BEGIN THE RECORDS

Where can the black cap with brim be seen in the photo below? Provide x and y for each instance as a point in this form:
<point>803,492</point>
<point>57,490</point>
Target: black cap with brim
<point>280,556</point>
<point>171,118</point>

END THE RECORDS

• **WHAT IS NEEDED**
All records above need to be set down again exactly as written.

• **RESPONSE FOR THIS EXERCISE**
Where can the black cap with brim be seen in the photo below? Provide x and y for each instance as a point in this form:
<point>803,492</point>
<point>57,490</point>
Target: black cap with brim
<point>280,556</point>
<point>171,118</point>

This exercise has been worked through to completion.